──────── Quelltext ────────
Ritter der Reben

Sir John Hegarty im Interview

Text: Eva-Maria Dülligen, Fotos: Anthony Rose

Gegen den Rat von Marktforschern liess er den längst vergessenen AudiSlogan «Vorsprung durch Technik» wieder aufleben. Mit seiner ikonischen Werbekampagne für «Levi’s 501» holte er das Textil-Unternehmen aus der Beinah-Versenkung. Und die Cuvée seines Weinguts nennt der zum Ritter Geschlagene unbescheiden «Black Knight». Wir trafen Sir John Hegarty mitten in Londons Kultviertel Soho.

Sir John, Londons Viertel Soho haftet ja immer noch der Geruch des Rotlicht-Milieus an. Warum haben Sie «The Garage», ein Unternehmen, das Start-ups fördert, ausgerechnet hier etabliert?

Also zunächst befinden wir uns hier in einem Gebäude, das 1780 erbaut wurde und als Weinhandel diente. Weil ich selbst Weinproduzent bin, gibt mir das ein gutes Gefühl. Dann ist Soho für mich in erster Linie ein Mode- und Medienviertel – ein Bezirk mit sprengstoffartigem  Kreativitätspotenzial. Dieser Bezirk verströmt eine unglaublich positive Energie.

Soweit man der Presse entnehmen kann, liegt Ihnen das Widerspenstige, Unangepasste im Blut. Sind das in Ihren Augen Eigenschaften, die unbedingt zum Erfolg führen?
────────
• [Zu bearbeiten]:
Geben Sie aus dem Interview mit Sir John Hegarty alles von „Also zunächst befinden“ bis hinunter zu „unglaublich positive Energie.“ wortgetreu wieder.
──────── Erfasste Daten ────────
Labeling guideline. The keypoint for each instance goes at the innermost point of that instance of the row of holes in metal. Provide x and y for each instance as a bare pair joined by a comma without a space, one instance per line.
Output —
────────
• [Ergebnis der Übung]:
Also zunächst befinden wir uns hier in einem Gebäude, das 1780 erbaut wurde und als Weinhandel diente. Weil ich selbst Weinproduzent bin, gibt mir das ein gutes Gefühl. Dann ist Soho für mich in erster Linie ein Mode- und Medienviertel – ein Bezirk mit sprengstoffartigem  Kreativitätspotenzial. Dieser Bezirk verströmt eine unglaublich positive Energie.